Records from a dataset

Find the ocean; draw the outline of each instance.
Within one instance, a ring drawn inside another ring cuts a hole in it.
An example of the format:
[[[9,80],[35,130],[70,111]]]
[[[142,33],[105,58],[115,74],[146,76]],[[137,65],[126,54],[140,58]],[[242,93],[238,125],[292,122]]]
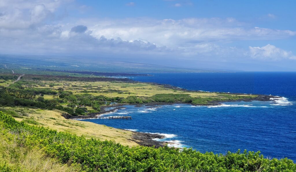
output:
[[[133,77],[140,81],[169,84],[188,90],[272,95],[268,102],[231,102],[212,106],[176,104],[124,106],[106,114],[131,120],[87,119],[116,128],[165,137],[169,146],[201,152],[260,150],[270,158],[296,161],[296,72],[154,73]]]

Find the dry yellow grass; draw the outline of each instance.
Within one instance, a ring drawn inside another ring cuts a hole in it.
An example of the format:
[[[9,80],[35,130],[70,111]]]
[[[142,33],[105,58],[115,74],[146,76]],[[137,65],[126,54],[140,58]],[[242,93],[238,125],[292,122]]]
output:
[[[51,88],[57,90],[62,88],[65,90],[70,91],[74,94],[84,94],[81,91],[83,90],[89,91],[97,91],[98,93],[89,93],[88,94],[94,96],[102,95],[109,97],[126,97],[129,95],[136,95],[140,97],[150,97],[157,94],[185,93],[190,94],[193,98],[206,98],[218,97],[218,95],[215,93],[206,92],[197,93],[185,92],[176,90],[164,87],[162,85],[152,85],[146,83],[133,83],[120,82],[86,82],[82,81],[71,82],[65,81],[42,81],[41,83],[45,85],[40,88],[48,88],[50,84],[55,85]],[[75,86],[73,87],[73,86]],[[110,90],[121,91],[122,94],[118,92],[104,93]],[[131,93],[129,95],[128,93]],[[250,95],[241,94],[239,96],[242,97],[250,96]],[[52,98],[52,96],[44,97],[45,99]]]
[[[78,136],[83,135],[88,138],[91,137],[101,140],[114,140],[124,145],[130,146],[138,145],[131,140],[132,133],[92,122],[72,119],[67,119],[62,116],[62,112],[58,110],[49,110],[23,108],[6,107],[6,110],[12,110],[19,113],[25,113],[28,116],[15,118],[21,121],[25,119],[33,120],[45,127],[58,131],[67,132]]]
[[[0,86],[6,86],[11,83],[13,81],[13,80],[10,79],[7,81],[4,79],[0,79]]]
[[[42,150],[20,146],[16,136],[0,137],[0,171],[75,172],[81,171],[78,165],[62,164],[57,160],[49,157]],[[9,137],[10,139],[8,139]],[[2,170],[4,169],[4,171]]]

■ Goal of the exercise ■
Write out every line of the items above, requests included, but leave out the pictures. Multiply only the polygon coordinates in the answers by 2.1 and round each result to a whole number, with halves rounded up.

■ Written reply ■
Find the ocean; draw the outline of each instance.
Within one instance, a ring drawn inside another ring cuts a hole in it.
An example of the format:
[[[9,80],[35,130],[70,111]]]
[[[142,33],[105,58],[115,74],[146,76]],[[137,65],[126,54],[140,58]],[[242,93],[238,125],[292,122]]]
output:
[[[279,162],[294,170],[355,176],[395,189],[571,200],[563,214],[485,214],[445,223],[370,218],[260,223],[223,239],[275,252],[183,250],[244,269],[347,288],[355,307],[422,319],[546,315],[567,332],[622,338],[622,151],[323,153]]]

Find the dry yellow grass; draw the outline of each instance.
Within one instance, a ring drawn inside another ring cuts a hole in it.
An example of the format:
[[[9,80],[35,130],[70,111]]]
[[[142,33],[105,58],[115,74],[146,76]],[[137,65],[126,54],[140,58]],[[242,93],[238,125],[292,122]]]
output:
[[[107,185],[120,189],[130,185],[137,189],[147,191],[155,197],[176,197],[170,191],[174,189],[187,191],[204,191],[206,195],[187,195],[185,197],[197,202],[214,200],[229,204],[265,204],[271,200],[286,200],[294,204],[315,204],[330,197],[389,195],[399,197],[405,206],[433,206],[458,204],[458,200],[452,195],[433,193],[414,195],[389,193],[370,189],[344,183],[340,179],[319,179],[307,174],[279,174],[252,172],[181,172],[172,170],[149,172],[137,170],[88,170],[86,174],[95,179],[84,185],[101,185],[105,176],[116,179]],[[158,181],[153,183],[153,181]],[[231,189],[254,191],[256,197],[248,193],[218,195]],[[275,195],[271,200],[269,195]],[[525,200],[506,197],[502,202],[508,204],[525,202]],[[109,206],[109,202],[92,204],[95,208]]]
[[[164,286],[174,284],[185,290],[191,288],[212,294],[239,294],[260,305],[273,307],[290,305],[275,294],[277,279],[193,256],[151,250],[141,250],[130,244],[130,235],[122,231],[103,231],[48,227],[13,225],[13,231],[25,231],[40,237],[53,237],[59,244],[32,248],[44,254],[53,250],[69,252],[95,267],[122,275],[141,277]]]
[[[0,181],[13,181],[23,174],[27,170],[27,168],[21,166],[15,170],[8,166],[0,166]]]
[[[88,315],[42,307],[34,286],[0,288],[0,359],[158,361],[170,359],[164,347],[130,344],[120,336],[103,330]],[[19,288],[21,292],[17,292]],[[4,357],[8,355],[8,359]]]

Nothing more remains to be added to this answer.